# ACTIVITY
Each entry must be output once more without any change.

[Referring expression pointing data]
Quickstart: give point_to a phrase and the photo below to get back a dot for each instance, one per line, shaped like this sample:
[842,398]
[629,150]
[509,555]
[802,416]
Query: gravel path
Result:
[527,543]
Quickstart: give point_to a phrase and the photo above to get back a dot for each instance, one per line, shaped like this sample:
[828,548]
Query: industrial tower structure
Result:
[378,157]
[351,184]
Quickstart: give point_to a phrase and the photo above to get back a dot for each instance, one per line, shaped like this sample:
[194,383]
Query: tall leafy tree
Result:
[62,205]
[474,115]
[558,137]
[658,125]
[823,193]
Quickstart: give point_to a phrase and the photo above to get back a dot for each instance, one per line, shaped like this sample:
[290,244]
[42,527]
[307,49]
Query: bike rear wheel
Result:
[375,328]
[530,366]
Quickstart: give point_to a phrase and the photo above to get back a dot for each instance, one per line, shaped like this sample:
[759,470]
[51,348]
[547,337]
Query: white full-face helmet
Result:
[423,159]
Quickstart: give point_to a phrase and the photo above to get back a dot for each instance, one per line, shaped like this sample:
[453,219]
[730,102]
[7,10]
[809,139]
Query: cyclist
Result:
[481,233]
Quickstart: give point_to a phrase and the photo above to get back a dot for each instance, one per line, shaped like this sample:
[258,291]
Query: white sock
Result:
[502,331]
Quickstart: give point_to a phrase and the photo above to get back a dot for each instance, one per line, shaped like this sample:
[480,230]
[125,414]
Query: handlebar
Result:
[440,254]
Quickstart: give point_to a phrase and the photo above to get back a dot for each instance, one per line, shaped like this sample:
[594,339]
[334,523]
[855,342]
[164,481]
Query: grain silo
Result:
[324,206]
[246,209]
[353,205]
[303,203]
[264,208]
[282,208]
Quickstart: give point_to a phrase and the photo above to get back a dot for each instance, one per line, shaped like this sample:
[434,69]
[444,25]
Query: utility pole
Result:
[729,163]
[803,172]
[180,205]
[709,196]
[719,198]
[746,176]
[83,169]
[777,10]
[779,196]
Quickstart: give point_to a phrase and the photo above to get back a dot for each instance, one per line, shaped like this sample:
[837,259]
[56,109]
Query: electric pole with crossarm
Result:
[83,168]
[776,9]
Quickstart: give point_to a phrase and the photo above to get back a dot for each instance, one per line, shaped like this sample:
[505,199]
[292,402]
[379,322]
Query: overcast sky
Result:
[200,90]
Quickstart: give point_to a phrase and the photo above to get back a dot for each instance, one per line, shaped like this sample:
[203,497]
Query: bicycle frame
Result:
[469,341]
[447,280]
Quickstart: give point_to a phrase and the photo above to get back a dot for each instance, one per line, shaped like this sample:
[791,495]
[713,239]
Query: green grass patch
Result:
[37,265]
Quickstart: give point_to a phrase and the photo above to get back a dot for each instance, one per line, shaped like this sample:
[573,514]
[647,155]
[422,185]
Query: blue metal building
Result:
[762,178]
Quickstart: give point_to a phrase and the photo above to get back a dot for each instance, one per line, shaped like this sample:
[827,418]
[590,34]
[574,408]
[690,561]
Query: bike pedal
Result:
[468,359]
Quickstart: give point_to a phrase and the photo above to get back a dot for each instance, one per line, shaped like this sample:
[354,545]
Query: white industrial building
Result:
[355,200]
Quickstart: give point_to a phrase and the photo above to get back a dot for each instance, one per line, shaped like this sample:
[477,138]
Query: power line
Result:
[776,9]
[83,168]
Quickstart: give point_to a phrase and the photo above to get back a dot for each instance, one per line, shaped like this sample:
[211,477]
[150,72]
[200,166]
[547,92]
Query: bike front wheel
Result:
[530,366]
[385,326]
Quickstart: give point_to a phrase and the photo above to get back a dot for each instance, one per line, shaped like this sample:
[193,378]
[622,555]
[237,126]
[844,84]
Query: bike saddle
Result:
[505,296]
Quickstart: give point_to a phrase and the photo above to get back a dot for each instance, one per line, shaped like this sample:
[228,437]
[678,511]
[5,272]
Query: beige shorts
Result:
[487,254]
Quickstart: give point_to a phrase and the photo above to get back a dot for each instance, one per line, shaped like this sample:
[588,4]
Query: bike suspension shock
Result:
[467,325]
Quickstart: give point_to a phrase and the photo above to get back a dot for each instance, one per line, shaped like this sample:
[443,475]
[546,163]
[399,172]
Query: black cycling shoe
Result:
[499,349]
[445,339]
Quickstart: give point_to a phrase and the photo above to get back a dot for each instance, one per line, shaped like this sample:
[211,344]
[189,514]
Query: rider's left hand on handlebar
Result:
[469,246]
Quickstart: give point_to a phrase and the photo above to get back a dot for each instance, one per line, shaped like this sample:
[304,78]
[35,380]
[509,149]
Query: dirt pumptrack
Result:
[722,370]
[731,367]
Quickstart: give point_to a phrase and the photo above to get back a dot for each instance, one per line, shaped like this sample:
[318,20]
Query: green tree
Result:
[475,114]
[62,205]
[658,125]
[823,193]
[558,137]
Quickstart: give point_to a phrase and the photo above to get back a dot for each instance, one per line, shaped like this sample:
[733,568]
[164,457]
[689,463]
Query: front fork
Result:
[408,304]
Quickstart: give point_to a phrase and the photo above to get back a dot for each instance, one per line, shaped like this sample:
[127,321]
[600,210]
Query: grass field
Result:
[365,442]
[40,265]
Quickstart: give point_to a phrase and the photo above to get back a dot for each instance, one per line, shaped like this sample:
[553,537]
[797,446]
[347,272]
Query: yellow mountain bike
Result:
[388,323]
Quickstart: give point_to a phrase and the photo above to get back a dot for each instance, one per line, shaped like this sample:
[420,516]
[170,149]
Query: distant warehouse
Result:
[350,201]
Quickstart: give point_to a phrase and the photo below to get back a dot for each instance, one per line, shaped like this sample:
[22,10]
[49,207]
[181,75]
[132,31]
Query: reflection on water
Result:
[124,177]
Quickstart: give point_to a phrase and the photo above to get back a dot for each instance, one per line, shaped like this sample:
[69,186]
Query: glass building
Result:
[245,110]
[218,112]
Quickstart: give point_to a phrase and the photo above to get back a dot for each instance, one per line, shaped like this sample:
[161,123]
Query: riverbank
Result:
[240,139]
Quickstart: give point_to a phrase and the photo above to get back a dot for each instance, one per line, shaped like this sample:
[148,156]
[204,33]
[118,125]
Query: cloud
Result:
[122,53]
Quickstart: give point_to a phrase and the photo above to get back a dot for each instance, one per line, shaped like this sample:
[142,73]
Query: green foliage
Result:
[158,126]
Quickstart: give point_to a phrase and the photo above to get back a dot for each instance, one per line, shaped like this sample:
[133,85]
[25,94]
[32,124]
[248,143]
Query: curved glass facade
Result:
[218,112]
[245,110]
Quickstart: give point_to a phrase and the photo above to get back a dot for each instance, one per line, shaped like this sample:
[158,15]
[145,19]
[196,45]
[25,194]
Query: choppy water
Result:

# YOUR SOLUTION
Quickstart: give point_to a phrase and the photo below to get back a dot for each instance, one per line, shaped like this sample:
[842,398]
[629,150]
[509,555]
[802,416]
Query: gravel path
Result:
[527,543]
Quickstart: give point_to a phrase and the photo above to get back a dot for each instance, one per line, shaped like this sample:
[828,548]
Query: industrial tower structure
Result:
[378,157]
[351,184]
Quickstart: give point_to a phrase and the photo above to get back a dot for each instance, one per line, shaped like this sample:
[194,383]
Query: tall leafy tree
Result:
[62,205]
[474,115]
[558,137]
[658,125]
[823,193]
Quickstart: give point_to a phrase and the photo above to get back a dot for each instance, one per line, shaped like this sample:
[290,244]
[42,527]
[307,49]
Query: bike rear wheel
Result:
[375,328]
[530,366]
Quickstart: give point_to a phrase and the photo above to get back a dot for each instance, one per line, shaped like this sample:
[759,470]
[51,348]
[547,337]
Query: white full-face helmet
Result:
[423,159]
Quickstart: give point_to a phrase and the photo above to get back a dot for each instance, one per line, shaped like this sample:
[453,219]
[730,102]
[7,10]
[809,139]
Query: cyclist
Result:
[481,233]
Quickstart: give point_to a phrase and the photo above to get back a dot for each instance, one per line, shaped like this sample:
[258,291]
Query: white sock
Result:
[502,331]
Quickstart: give point_to a phrase and the photo above to get back a dot for each instance, one per line, shaped like this sample:
[480,230]
[125,414]
Query: handlebar
Result:
[440,254]
Quickstart: give point_to a phrase and the photo above to get back a dot for each instance, one per line, shaped like this sample:
[594,339]
[334,523]
[855,342]
[164,481]
Query: grain silo
Result:
[324,206]
[246,209]
[353,205]
[303,203]
[264,208]
[282,208]
Quickstart: give point_to a phrase and the photo above to get back a dot for each instance, one per line, shaped like this sample:
[434,69]
[444,25]
Query: utility pole
Result:
[729,163]
[803,172]
[180,205]
[709,196]
[719,198]
[746,176]
[83,169]
[777,10]
[779,196]
Quickstart: give point_to a phrase and the photo above to get back a dot for each instance, one per line, shaped like this sample:
[837,259]
[56,109]
Query: electric pole with crossarm
Result:
[83,168]
[776,9]
Quickstart: give point_to a phrase and the photo above to get back a dot for each instance, one per line, shaped like this sample:
[505,199]
[292,402]
[379,322]
Query: overcast sky
Result:
[200,90]
Quickstart: give point_to a phrase and the photo above to get back a dot for each instance, one per line, shaped like this sample:
[203,497]
Query: bicycle frame
Result:
[469,341]
[447,280]
Quickstart: give point_to a phrase and the photo above to get back a dot for each instance, one per line, shaped like this sample:
[791,495]
[713,239]
Query: green grass patch
Result:
[37,265]
Quickstart: give point_to a phrase and the photo above to get back a dot for each instance, one per line, shaped like this sample:
[573,514]
[647,155]
[422,185]
Query: blue metal building
Result:
[762,178]
Quickstart: give point_to a phrase and the photo above to get back a dot for each instance, one per line, shaped like this sample:
[827,418]
[590,34]
[574,408]
[690,561]
Query: bike pedal
Result:
[468,359]
Quickstart: give point_to a phrase and the photo above to get back a dot for each instance, one per line, shaped like this sample:
[354,545]
Query: white industrial building
Result:
[355,200]
Quickstart: give point_to a phrase and the photo above to get back a dot for each instance, one per line, shaped like this sample:
[477,138]
Query: power line
Result:
[776,9]
[83,168]
Quickstart: give point_to a phrase and the photo above to get back a dot for each instance, one per line, shaped like this sample:
[211,477]
[150,72]
[200,166]
[547,92]
Query: bike front wheel
Result:
[530,366]
[385,326]
Quickstart: give point_to a phrase and the photo above to get back a dot for each instance, one per line, shaped like this sample:
[193,378]
[622,555]
[237,126]
[844,84]
Query: bike saddle
Result:
[505,296]
Quickstart: give point_to a phrase and the photo above to get back a dot for each instance, one per line, shaped like this sample:
[228,437]
[678,511]
[5,272]
Query: beige shorts
Result:
[487,254]
Quickstart: give point_to a phrase and the photo above to get back a dot for each instance, one per line, shaped like this sample:
[588,4]
Query: bike suspension shock
Result:
[467,325]
Quickstart: give point_to a phrase and the photo above to get back a dot for each instance, one per line, shaped like this sample:
[443,475]
[546,163]
[399,172]
Query: black cycling shoe
Result:
[499,349]
[445,339]
Quickstart: give point_to a phrase and the photo above to get back a dot for each instance, one per line, shaped like this sample:
[211,344]
[189,514]
Query: rider's left hand on handlebar
Result:
[469,246]
Quickstart: give point_to a phrase and the photo above to get back a dot for each instance, one per line, shaped like this sample:
[304,78]
[35,380]
[509,149]
Query: dirt pumptrack
Result:
[722,370]
[731,367]
Quickstart: give point_to a phrase and the photo above to get back a dot for each instance, one per line, shaped like this sample:
[318,20]
Query: green tree
Result:
[475,114]
[62,205]
[658,125]
[823,193]
[558,137]
Quickstart: give point_to a phrase and the photo above to get back a dot for each instance, one per line, shaped like this sample:
[733,568]
[164,457]
[689,463]
Query: front fork
Result:
[408,304]
Quickstart: give point_to a phrase and the photo above to get back a dot for each instance, one per line, shaped like this sample:
[127,321]
[600,210]
Query: grass field
Result:
[365,442]
[40,265]
Quickstart: give point_to a phrase and the photo above to get back a dot for each instance, one per line, shaped like this sample:
[553,537]
[797,446]
[347,272]
Query: yellow mountain bike
Result:
[388,323]
Quickstart: give point_to a phrase and the photo above to get back a dot for each instance, one per line, shaped like this sample:
[420,516]
[170,149]
Query: distant warehouse
Result:
[350,201]
Quickstart: give point_to a phrase and the photo below to get back a dot for each instance, one per line, shaped like this sample:
[22,10]
[49,207]
[181,75]
[132,31]
Query: reflection on water
Result:
[124,177]
Quickstart: give point_to a phrase and the photo above to get back a dot for each instance, one per line, shaped like this sample:
[69,186]
Query: glass building
Result:
[245,110]
[218,112]
Quickstart: give point_to a phrase and the photo above to get back a dot for each instance, one per line, shaped like this sample:
[161,123]
Query: riverbank
Result:
[240,139]
Quickstart: give point_to a phrase and the photo above to get back a dot for each instance, one per line, shaped like this sample:
[148,156]
[204,33]
[118,125]
Query: cloud
Result:
[122,53]
Quickstart: give point_to a phrase and the photo above to get back a dot for each instance, one per line, shaped like this sample:
[142,73]
Query: green foliage
Result:
[158,126]
Quickstart: give point_to a phrase and the photo above to get back a dot for each instance, one per line, shaped like this sample:
[133,85]
[25,94]
[32,124]
[248,143]
Query: curved glass facade
Result:
[218,112]
[245,110]
Quickstart: give point_to a phrase and the photo above to get back a dot for each instance, one per line, shaped like this sample:
[158,15]
[145,19]
[196,45]
[25,194]
Query: choppy water
Result:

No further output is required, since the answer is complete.